Action item: In the records below, find each line holding the word "white" and copy it.

++++ Exercise inputs

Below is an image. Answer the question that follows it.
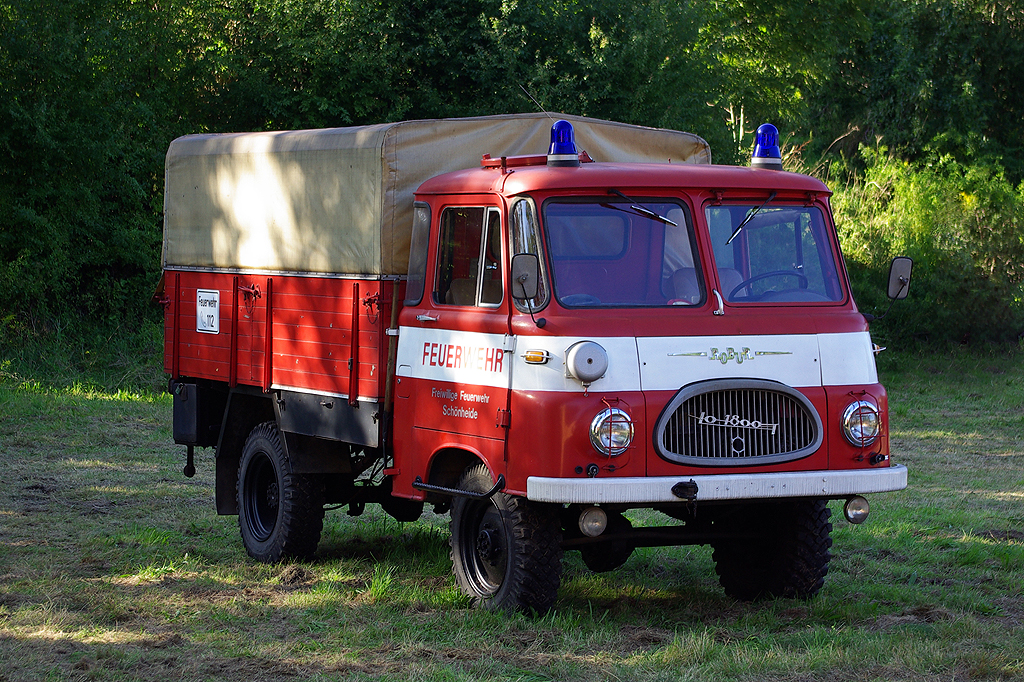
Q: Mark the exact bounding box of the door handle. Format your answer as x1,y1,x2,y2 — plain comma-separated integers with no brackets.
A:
416,314,438,322
712,290,724,316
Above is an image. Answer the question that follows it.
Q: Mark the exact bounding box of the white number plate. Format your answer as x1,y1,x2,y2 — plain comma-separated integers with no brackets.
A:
196,289,220,334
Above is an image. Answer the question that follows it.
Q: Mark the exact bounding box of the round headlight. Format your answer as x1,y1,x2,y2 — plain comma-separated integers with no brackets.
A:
842,400,880,446
590,408,634,456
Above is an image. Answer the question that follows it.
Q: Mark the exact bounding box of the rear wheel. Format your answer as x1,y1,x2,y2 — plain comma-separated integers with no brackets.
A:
237,422,325,562
711,499,832,600
450,464,563,614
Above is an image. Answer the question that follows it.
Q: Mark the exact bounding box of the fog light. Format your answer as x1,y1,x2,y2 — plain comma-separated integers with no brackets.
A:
844,495,870,524
578,506,608,537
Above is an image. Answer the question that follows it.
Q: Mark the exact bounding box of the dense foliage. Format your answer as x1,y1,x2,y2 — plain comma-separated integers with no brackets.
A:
829,149,1024,345
2,0,1023,381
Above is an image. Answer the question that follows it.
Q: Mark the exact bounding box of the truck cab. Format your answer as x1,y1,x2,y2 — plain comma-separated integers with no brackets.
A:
391,122,905,609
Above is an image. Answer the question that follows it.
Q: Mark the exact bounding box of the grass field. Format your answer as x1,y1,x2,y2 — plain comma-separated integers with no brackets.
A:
1,348,1022,681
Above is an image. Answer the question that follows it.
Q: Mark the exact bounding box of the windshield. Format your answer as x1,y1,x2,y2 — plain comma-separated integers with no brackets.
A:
706,204,844,303
542,198,702,307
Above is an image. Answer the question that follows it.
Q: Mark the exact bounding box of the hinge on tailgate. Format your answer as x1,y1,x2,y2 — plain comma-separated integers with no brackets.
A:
496,409,511,428
238,283,261,299
363,292,380,322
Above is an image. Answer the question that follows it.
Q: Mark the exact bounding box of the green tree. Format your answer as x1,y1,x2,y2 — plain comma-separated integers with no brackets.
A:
479,0,724,149
832,147,1024,344
696,0,870,161
0,0,229,347
804,0,1024,179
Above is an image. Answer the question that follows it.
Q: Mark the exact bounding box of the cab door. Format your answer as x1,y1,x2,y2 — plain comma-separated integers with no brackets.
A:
396,204,512,443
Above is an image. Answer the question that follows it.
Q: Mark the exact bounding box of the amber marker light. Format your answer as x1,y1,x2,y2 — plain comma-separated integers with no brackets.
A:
523,349,552,365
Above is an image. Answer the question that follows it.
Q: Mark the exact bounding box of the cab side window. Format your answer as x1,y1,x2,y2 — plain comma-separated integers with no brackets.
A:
433,207,503,307
404,202,431,306
480,209,503,305
510,198,550,311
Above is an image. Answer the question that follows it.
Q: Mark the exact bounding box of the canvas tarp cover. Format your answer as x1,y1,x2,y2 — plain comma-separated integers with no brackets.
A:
163,113,712,276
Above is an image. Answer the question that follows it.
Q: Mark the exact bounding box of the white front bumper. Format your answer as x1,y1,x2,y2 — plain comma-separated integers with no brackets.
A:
526,464,908,504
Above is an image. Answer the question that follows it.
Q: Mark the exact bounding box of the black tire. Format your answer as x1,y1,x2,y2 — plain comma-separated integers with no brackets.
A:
711,499,832,601
580,513,635,573
237,422,325,562
450,464,563,614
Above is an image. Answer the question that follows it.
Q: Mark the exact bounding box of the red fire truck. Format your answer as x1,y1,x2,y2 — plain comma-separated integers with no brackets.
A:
161,113,910,613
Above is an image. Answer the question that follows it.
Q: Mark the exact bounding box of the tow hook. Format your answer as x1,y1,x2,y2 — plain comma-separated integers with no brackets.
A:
671,479,698,502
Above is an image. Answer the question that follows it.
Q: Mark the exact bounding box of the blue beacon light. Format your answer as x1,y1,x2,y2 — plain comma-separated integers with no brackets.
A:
547,120,580,167
751,123,783,170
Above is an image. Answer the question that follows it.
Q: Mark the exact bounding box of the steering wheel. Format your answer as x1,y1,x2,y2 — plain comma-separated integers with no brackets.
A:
560,293,602,306
759,289,832,302
729,270,809,300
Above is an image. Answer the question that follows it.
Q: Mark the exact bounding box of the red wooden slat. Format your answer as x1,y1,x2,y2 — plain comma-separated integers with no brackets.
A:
349,282,360,405
263,278,274,392
171,272,180,379
230,275,239,387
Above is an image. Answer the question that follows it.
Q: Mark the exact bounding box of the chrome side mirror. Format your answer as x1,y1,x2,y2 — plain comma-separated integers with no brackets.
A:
887,256,913,300
511,253,540,301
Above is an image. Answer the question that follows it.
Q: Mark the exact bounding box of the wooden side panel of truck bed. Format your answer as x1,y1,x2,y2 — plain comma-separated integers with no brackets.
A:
163,271,388,401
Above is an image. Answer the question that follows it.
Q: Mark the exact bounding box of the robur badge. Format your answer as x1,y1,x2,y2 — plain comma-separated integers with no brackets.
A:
668,347,793,364
710,347,752,364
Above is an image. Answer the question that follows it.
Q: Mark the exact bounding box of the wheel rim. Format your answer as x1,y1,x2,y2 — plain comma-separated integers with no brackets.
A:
458,499,508,596
242,451,279,543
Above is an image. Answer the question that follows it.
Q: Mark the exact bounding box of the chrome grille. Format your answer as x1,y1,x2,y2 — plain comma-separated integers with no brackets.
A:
655,379,822,466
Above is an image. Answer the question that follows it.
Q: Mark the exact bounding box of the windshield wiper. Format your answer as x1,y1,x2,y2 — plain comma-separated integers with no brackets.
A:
608,189,678,226
725,191,777,245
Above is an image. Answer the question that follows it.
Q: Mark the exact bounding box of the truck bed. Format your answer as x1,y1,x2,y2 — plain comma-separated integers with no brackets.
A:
162,271,394,403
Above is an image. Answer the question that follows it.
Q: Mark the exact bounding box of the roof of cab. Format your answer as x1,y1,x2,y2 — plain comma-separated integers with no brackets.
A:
415,160,831,198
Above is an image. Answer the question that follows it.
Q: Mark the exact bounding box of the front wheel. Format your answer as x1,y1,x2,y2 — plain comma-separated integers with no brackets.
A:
711,499,832,600
449,464,563,614
237,422,325,562
580,512,635,573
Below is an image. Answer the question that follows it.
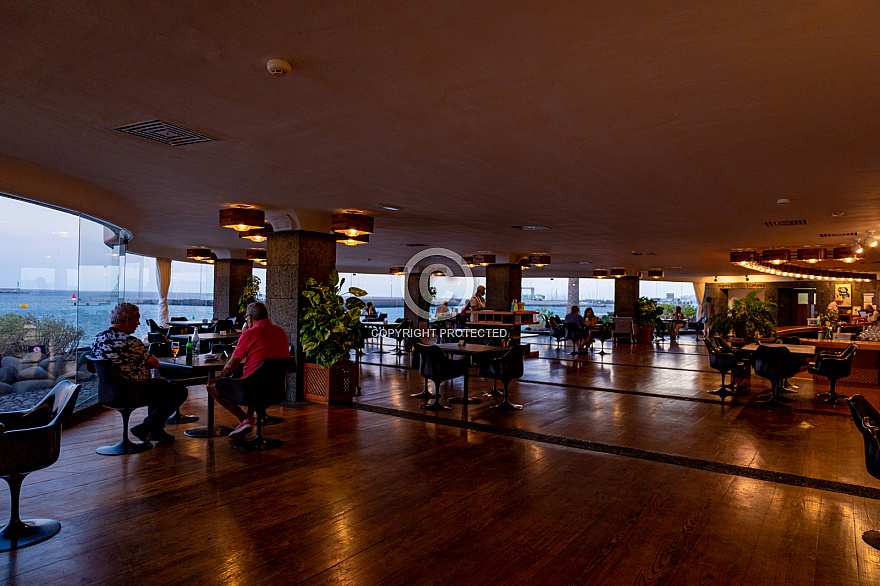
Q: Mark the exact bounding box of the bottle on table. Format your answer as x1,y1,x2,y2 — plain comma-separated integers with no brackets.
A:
192,328,200,355
185,336,194,365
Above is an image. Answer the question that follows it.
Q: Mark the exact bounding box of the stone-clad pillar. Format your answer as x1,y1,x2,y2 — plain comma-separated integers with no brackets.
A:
614,275,639,318
212,259,253,320
266,230,336,403
485,264,522,310
404,271,428,328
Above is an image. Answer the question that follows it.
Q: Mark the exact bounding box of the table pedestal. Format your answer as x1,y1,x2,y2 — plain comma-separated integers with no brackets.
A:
185,396,234,438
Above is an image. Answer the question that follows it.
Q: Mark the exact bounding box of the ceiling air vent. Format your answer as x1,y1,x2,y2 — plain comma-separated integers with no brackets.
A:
764,219,807,227
819,232,859,238
511,225,550,231
115,120,218,146
631,251,656,256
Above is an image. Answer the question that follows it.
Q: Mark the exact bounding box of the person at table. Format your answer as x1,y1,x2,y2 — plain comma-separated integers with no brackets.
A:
92,302,187,443
435,301,452,319
582,307,599,348
669,306,686,339
865,305,880,323
564,305,589,352
469,285,486,311
207,302,291,439
827,298,841,314
361,301,379,320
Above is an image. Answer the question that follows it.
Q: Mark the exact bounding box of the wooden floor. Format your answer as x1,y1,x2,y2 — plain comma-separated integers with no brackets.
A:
4,334,880,585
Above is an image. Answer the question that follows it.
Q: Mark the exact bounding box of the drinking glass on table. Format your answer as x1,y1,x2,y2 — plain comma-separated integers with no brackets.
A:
171,341,180,357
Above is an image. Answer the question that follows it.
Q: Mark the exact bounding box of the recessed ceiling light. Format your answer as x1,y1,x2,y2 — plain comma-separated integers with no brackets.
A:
402,243,428,247
512,225,550,231
377,204,400,211
777,198,791,205
578,261,592,264
631,251,656,256
664,266,683,269
831,211,846,217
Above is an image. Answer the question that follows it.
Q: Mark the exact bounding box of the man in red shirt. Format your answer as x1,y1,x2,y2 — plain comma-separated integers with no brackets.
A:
207,301,290,439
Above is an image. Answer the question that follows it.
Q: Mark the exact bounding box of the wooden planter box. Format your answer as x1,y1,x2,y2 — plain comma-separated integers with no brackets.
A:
303,362,354,404
637,326,654,344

++++++++

Answer space:
Q: Mark the exact bounding box of the white number plate. Format your answer as x1,y1,x2,y2 — plain comma-separated integers with no brackets.
Q: Mark the exact bounding box of the white front bumper. Format your answer as x1,y1,x2,y2 — plain comma-separated integers with no brackets.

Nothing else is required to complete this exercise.